* What is being asked: Copy word for word the rows below, from the line with "the white bristle" through the final line, both included.

* Dataset records:
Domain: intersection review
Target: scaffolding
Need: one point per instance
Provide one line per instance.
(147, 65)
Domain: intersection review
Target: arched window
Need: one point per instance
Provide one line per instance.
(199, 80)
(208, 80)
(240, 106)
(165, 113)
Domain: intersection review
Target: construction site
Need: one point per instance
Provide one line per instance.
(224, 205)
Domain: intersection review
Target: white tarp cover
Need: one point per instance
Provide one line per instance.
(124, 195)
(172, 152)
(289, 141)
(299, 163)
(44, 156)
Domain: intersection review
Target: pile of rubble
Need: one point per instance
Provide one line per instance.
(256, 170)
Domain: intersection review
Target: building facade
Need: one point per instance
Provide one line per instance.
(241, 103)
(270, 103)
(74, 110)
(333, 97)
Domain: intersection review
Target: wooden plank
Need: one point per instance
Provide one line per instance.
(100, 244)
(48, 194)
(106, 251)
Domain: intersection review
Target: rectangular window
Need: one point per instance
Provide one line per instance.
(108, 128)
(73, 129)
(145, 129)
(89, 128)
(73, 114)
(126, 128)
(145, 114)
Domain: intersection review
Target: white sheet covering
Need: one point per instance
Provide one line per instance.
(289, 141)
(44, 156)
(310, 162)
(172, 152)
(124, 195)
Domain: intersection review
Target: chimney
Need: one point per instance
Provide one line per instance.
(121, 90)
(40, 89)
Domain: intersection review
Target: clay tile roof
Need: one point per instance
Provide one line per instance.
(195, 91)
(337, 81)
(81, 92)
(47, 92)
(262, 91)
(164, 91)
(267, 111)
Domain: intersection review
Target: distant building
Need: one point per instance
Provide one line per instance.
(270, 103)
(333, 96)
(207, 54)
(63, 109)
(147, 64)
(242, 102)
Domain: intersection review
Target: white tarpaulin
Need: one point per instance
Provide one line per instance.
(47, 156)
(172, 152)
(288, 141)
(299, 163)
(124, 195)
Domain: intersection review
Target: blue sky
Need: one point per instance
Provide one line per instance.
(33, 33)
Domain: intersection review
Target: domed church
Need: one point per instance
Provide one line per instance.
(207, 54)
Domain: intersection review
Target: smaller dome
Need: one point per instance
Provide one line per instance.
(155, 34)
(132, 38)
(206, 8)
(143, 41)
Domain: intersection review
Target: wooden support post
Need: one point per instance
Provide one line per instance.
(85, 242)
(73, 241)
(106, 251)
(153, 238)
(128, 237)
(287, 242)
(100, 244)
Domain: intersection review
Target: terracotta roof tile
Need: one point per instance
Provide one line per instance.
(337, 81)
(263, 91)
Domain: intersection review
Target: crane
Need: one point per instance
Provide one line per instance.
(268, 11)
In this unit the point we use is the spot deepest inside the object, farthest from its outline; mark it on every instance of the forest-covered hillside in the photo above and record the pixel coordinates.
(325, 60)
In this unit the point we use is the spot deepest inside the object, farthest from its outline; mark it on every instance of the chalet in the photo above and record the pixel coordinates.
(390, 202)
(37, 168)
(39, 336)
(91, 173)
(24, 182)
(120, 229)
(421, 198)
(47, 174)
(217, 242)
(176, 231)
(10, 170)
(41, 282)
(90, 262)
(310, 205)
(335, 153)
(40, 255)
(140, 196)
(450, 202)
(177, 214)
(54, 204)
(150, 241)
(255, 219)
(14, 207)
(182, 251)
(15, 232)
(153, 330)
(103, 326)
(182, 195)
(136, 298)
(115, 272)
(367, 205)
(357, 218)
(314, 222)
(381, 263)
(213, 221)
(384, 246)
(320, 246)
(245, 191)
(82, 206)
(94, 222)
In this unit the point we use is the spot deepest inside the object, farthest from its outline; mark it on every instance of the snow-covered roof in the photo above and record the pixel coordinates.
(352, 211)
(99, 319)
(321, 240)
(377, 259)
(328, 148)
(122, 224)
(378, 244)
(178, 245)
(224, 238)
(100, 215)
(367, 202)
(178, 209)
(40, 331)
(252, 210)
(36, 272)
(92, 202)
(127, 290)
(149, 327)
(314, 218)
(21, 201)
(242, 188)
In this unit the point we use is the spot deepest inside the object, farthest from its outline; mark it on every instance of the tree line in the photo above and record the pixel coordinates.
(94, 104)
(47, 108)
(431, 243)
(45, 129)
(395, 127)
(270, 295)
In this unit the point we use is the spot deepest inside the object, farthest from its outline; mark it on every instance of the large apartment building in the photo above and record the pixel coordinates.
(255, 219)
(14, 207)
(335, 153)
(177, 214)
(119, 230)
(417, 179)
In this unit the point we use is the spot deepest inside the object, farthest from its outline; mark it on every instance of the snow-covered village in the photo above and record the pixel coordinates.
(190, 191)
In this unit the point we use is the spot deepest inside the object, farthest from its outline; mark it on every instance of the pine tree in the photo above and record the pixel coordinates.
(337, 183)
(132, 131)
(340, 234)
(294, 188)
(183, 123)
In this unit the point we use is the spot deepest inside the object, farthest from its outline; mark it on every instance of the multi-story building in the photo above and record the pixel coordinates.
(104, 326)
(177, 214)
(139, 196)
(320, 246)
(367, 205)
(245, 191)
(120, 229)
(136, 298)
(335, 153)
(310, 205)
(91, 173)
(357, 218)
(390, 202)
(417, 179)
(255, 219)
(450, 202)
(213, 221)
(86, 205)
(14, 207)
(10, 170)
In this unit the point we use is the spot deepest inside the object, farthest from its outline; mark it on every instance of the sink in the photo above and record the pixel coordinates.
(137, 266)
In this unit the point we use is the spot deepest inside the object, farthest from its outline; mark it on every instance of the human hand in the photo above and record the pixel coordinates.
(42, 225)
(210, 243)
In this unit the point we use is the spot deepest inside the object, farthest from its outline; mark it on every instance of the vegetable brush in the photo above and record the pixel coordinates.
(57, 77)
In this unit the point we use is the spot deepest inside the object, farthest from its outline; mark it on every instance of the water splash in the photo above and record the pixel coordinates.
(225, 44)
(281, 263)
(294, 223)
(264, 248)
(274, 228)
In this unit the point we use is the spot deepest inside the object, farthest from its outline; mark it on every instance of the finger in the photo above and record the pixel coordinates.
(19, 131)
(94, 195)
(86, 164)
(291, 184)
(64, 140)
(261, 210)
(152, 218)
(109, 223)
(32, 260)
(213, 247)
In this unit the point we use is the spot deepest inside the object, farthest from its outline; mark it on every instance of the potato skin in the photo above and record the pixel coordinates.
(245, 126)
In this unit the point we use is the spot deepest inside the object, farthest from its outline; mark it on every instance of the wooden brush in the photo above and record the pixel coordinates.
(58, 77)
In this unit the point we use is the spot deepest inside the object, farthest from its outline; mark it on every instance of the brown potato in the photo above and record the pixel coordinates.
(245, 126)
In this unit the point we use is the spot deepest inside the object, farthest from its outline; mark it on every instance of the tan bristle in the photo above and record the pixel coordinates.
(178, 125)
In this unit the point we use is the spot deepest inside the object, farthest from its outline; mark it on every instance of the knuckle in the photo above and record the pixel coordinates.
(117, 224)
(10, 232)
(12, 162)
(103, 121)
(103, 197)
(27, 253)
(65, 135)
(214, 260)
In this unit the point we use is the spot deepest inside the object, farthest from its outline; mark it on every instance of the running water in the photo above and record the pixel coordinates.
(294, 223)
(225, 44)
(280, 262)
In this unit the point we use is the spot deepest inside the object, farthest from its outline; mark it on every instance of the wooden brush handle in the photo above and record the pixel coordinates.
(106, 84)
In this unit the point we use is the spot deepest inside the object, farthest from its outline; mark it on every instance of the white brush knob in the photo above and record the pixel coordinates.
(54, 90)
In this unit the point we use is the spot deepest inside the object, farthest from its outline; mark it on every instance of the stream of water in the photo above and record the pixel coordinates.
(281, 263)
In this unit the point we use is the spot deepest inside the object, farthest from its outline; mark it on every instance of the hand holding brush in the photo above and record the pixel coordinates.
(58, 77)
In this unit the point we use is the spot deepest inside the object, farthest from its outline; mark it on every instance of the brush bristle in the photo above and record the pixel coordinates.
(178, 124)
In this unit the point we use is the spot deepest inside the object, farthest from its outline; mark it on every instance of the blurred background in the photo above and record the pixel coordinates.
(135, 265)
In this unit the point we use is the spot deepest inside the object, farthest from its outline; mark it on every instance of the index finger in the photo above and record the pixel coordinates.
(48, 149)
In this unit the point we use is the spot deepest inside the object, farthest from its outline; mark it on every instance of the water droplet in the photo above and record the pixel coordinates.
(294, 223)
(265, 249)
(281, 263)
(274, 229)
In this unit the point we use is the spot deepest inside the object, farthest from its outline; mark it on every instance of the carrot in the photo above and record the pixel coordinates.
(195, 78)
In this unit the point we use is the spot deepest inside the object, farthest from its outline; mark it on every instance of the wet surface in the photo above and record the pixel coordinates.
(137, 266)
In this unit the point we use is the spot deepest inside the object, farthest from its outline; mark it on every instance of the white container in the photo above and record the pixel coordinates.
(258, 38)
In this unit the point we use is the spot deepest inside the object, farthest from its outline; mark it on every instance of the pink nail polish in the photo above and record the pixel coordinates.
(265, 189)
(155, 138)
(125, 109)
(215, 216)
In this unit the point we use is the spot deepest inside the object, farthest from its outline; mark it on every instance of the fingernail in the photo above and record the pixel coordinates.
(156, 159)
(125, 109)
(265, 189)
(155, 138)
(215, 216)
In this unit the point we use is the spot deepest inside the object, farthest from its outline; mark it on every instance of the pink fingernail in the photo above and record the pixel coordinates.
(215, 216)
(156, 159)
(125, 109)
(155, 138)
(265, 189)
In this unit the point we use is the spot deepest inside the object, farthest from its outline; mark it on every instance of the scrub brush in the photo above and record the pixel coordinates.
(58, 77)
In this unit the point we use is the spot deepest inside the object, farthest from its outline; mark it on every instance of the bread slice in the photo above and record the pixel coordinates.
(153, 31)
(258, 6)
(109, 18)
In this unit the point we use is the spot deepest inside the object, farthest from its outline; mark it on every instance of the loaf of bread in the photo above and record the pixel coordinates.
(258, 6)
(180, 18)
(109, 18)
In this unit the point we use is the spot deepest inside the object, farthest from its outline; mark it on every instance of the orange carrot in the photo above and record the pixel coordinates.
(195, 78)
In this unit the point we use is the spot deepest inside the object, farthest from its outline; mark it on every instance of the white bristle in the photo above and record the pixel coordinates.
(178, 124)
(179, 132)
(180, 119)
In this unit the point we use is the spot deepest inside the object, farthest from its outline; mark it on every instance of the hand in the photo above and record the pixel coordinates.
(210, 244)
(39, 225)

* Answer for this exercise:
In this unit the point we use is the spot deepest inside the object, farthest from its outline; mark it on every instance of the white bristle in the photo above and record the pixel coordinates.
(178, 124)
(179, 132)
(180, 119)
In this unit the point we use is the spot deepest inside the object, farthest from its outline; mark it on every instance of the hand in the photo above and record the pixel coordinates.
(210, 244)
(39, 225)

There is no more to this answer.